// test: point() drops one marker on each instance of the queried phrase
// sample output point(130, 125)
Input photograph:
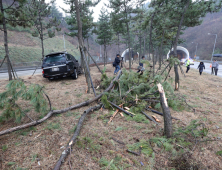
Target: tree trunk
point(144, 45)
point(81, 44)
point(160, 51)
point(168, 130)
point(151, 44)
point(129, 46)
point(88, 51)
point(104, 50)
point(6, 42)
point(118, 45)
point(41, 37)
point(177, 78)
point(179, 29)
point(140, 47)
point(175, 46)
point(128, 34)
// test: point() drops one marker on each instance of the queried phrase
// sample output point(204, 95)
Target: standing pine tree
point(118, 29)
point(44, 25)
point(123, 11)
point(11, 14)
point(75, 9)
point(104, 31)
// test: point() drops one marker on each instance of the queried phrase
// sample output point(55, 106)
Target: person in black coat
point(116, 64)
point(201, 67)
point(140, 67)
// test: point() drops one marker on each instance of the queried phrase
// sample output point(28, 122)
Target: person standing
point(116, 64)
point(188, 65)
point(216, 67)
point(201, 67)
point(214, 64)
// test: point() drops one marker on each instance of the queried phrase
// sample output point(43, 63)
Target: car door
point(76, 63)
point(70, 62)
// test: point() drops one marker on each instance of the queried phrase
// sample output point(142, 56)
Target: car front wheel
point(75, 74)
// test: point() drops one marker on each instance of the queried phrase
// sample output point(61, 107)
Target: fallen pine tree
point(53, 112)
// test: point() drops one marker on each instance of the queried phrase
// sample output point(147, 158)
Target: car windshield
point(55, 59)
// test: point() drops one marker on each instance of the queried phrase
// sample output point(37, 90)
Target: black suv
point(60, 64)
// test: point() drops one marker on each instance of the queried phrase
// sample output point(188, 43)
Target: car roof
point(62, 52)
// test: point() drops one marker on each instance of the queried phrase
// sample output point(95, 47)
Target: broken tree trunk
point(150, 118)
point(85, 103)
point(161, 114)
point(168, 130)
point(94, 62)
point(74, 137)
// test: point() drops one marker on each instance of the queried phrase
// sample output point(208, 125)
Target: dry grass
point(44, 143)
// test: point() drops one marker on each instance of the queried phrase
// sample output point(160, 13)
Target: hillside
point(25, 48)
point(212, 23)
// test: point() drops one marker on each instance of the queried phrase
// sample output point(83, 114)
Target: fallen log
point(159, 113)
point(74, 137)
point(150, 118)
point(121, 109)
point(85, 103)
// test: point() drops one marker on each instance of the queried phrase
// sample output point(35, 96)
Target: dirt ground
point(41, 146)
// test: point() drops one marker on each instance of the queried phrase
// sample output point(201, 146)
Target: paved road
point(207, 68)
point(21, 73)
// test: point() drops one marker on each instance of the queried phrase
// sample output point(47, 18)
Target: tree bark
point(140, 47)
point(74, 137)
point(94, 62)
point(6, 41)
point(104, 51)
point(85, 103)
point(81, 44)
point(177, 78)
point(127, 27)
point(160, 51)
point(118, 45)
point(168, 130)
point(175, 45)
point(179, 28)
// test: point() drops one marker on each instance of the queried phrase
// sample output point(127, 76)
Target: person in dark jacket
point(116, 63)
point(201, 67)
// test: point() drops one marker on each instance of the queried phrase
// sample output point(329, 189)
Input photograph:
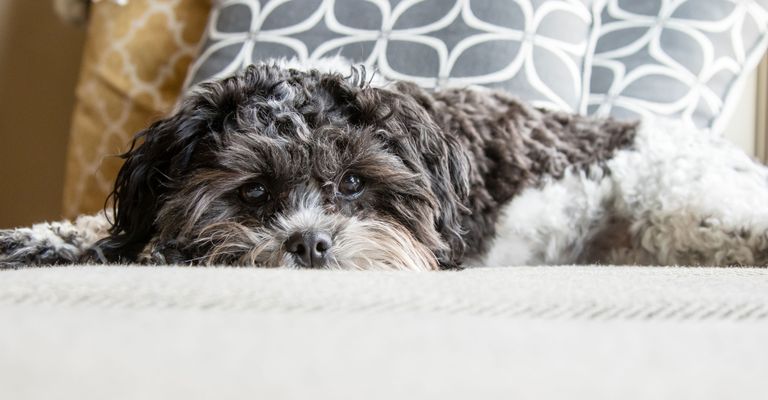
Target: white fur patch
point(688, 198)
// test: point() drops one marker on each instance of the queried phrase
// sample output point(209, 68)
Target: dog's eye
point(254, 193)
point(350, 185)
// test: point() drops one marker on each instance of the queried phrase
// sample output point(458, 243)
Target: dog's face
point(278, 167)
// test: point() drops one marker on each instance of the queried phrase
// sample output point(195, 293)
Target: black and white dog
point(277, 167)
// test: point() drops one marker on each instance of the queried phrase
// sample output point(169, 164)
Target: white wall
point(742, 126)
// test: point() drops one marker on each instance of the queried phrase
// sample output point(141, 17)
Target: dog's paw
point(34, 246)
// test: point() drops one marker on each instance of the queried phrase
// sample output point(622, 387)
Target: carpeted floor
point(538, 333)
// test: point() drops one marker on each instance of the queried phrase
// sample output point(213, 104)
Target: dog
point(281, 167)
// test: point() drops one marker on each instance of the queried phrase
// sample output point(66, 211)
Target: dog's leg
point(51, 243)
point(691, 200)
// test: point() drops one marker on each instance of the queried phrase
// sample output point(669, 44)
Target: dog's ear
point(161, 155)
point(405, 108)
point(157, 157)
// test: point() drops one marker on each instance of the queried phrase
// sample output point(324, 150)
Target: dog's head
point(278, 167)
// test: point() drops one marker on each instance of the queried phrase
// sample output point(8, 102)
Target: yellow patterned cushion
point(135, 60)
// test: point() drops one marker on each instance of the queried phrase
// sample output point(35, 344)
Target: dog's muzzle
point(309, 249)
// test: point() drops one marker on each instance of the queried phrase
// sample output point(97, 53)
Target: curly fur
point(452, 178)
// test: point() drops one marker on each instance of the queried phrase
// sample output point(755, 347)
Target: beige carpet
point(515, 333)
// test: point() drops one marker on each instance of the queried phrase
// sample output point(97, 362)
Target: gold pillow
point(134, 64)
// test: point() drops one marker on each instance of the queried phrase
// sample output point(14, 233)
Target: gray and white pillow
point(682, 59)
point(626, 58)
point(535, 49)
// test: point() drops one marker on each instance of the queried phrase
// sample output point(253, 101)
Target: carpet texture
point(538, 333)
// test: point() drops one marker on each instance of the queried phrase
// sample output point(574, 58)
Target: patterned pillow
point(683, 59)
point(533, 48)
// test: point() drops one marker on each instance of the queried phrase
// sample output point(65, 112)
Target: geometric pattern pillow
point(533, 48)
point(682, 59)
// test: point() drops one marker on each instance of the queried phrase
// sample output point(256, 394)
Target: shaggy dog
point(279, 167)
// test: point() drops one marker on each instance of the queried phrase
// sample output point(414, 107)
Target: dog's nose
point(310, 249)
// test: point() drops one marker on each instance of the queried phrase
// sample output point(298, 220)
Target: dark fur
point(439, 165)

→ WHAT IS EXPECTED: Images stay out; the entries above are to be printed exactly.

→ YOUR RESPONSE:
// test: point() drops one marker on each instance of the queried phrase
// sample output point(130, 125)
Input photograph:
Target: tree trunk
point(144, 45)
point(81, 44)
point(160, 51)
point(168, 130)
point(151, 44)
point(129, 46)
point(88, 51)
point(104, 50)
point(6, 42)
point(118, 45)
point(41, 37)
point(177, 78)
point(179, 29)
point(140, 47)
point(175, 46)
point(128, 34)
// test: point() drops one marker on each instance of the queried phrase
// sample output point(204, 95)
Target: standing pine tree
point(118, 29)
point(44, 25)
point(123, 11)
point(11, 14)
point(75, 9)
point(104, 31)
// test: point() drops one marker on each instance of the queried phrase
// sample output point(55, 106)
Target: person in black coat
point(116, 64)
point(201, 67)
point(140, 67)
// test: point() drops one marker on each instance of the queried phrase
// sample output point(28, 122)
Target: person standing
point(116, 64)
point(188, 65)
point(216, 67)
point(201, 67)
point(214, 64)
// test: point() drops one marker on each instance of the queried phrase
// sample output point(43, 63)
Target: car door
point(76, 63)
point(70, 62)
// test: point() drops one marker on each instance of the queried phrase
// sample output point(142, 56)
Target: car front wheel
point(75, 74)
// test: point() drops one marker on each instance of the queried phrase
// sample output point(61, 107)
Target: fallen pine tree
point(53, 112)
// test: point() drops one marker on each instance of the queried phrase
// sample output point(147, 158)
Target: car windshield
point(55, 59)
// test: point() drops one marker on each instance of the queried phrase
// sample output point(37, 90)
Target: black suv
point(60, 64)
// test: point() drops one marker on each instance of the queried phrase
// sample output point(188, 43)
Target: car roof
point(62, 52)
// test: point() drops one marker on each instance of the queried phrase
// sample output point(95, 47)
Target: broken tree trunk
point(150, 118)
point(85, 103)
point(161, 114)
point(168, 130)
point(94, 62)
point(74, 137)
// test: point() drops one marker on each instance of the queried phrase
// sample output point(208, 125)
Target: dry grass
point(44, 143)
// test: point() drops one marker on each instance of the queried phrase
// sample output point(160, 13)
Target: hillside
point(25, 48)
point(212, 23)
// test: point() drops one marker on each instance of the queried phrase
// sample output point(83, 114)
Target: fallen log
point(159, 113)
point(74, 137)
point(150, 118)
point(121, 109)
point(85, 103)
// test: point() drops one marker on each instance of the queried phrase
// sample output point(35, 96)
Target: dirt ground
point(41, 146)
// test: point() drops one marker on each instance of the queried phrase
// sample output point(201, 146)
Target: paved road
point(207, 68)
point(21, 73)
// test: point() drops one marker on each instance of the queried phrase
// sample output point(47, 18)
Target: tree bark
point(140, 47)
point(74, 137)
point(94, 62)
point(6, 41)
point(104, 51)
point(85, 103)
point(81, 44)
point(177, 78)
point(127, 27)
point(160, 51)
point(118, 45)
point(168, 130)
point(175, 45)
point(179, 28)
// test: point() drops one marker on each instance of the queried phrase
// sample output point(127, 76)
Target: person in dark jacket
point(116, 63)
point(201, 67)
// test: point() drops one marker on each instance of the queried phrase
// sample output point(329, 189)
Input photograph:
Target: white fur patch
point(688, 198)
// test: point() drops one marker on each instance of the queried phrase
// sample output point(209, 68)
Target: dog's eye
point(254, 193)
point(350, 185)
// test: point() drops one marker on each instance of the queried phrase
// sample output point(458, 243)
Target: dog's face
point(278, 167)
// test: point() drops one marker on each instance of the queried phrase
// sample output point(195, 293)
Target: black and white dog
point(277, 167)
// test: point() drops one marker on each instance of the queried phrase
// sample output point(169, 164)
Target: white wall
point(742, 126)
// test: point() drops one marker on each instance of the queried phrase
// sample output point(141, 17)
Target: dog's paw
point(34, 246)
// test: point() drops one marker on each instance of the queried phrase
// sample output point(622, 387)
Target: carpeted floor
point(538, 333)
// test: point() drops one marker on each instance of the queried phrase
// sample output point(213, 104)
Target: dog
point(281, 167)
// test: point() drops one marker on each instance of the queried phrase
// sample output point(66, 211)
Target: dog's leg
point(51, 243)
point(691, 200)
// test: point() drops one marker on each instance of the queried phrase
// sample output point(669, 44)
Target: dog's ear
point(161, 155)
point(405, 108)
point(157, 157)
// test: point() drops one marker on each instance of the queried phrase
// sample output point(324, 150)
Target: dog's head
point(278, 167)
// test: point() drops one marker on each instance of the queried phrase
// sample output point(8, 102)
Target: yellow patterned cushion
point(135, 60)
// test: point() drops one marker on each instance of the queried phrase
// sample output point(35, 344)
Target: dog's muzzle
point(309, 249)
// test: point() drops one marker on each instance of the queried phrase
// sample output point(97, 53)
Target: curly fur
point(452, 178)
// test: point() drops one marker on each instance of the queried phrase
// sample output point(755, 347)
Target: beige carpet
point(515, 333)
// test: point() drops one marker on each instance of the queried phrase
// sample output point(97, 362)
Target: gold pillow
point(134, 64)
// test: point() drops one marker on each instance of the queried phrase
// sample output point(14, 233)
Target: gray and white pillow
point(682, 59)
point(626, 58)
point(535, 49)
// test: point() drops one marker on each instance of the queried phrase
// sample output point(253, 101)
Target: carpet texture
point(538, 333)
// test: point() drops one marker on each instance of the queried phrase
// sample output point(574, 58)
Target: patterned pillow
point(683, 59)
point(533, 48)
// test: point() drops one marker on each instance of the queried phrase
// sample output point(65, 112)
Target: geometric pattern pillow
point(533, 48)
point(682, 59)
// test: point() drops one marker on each instance of the queried phrase
// sample output point(256, 394)
Target: shaggy dog
point(279, 167)
// test: point() drops one marker on each instance of the queried phrase
// sample output point(414, 107)
Target: dog's nose
point(310, 249)
// test: point() drops one marker on each instance of the queried phrase
// sample output point(298, 220)
Target: dark fur
point(439, 165)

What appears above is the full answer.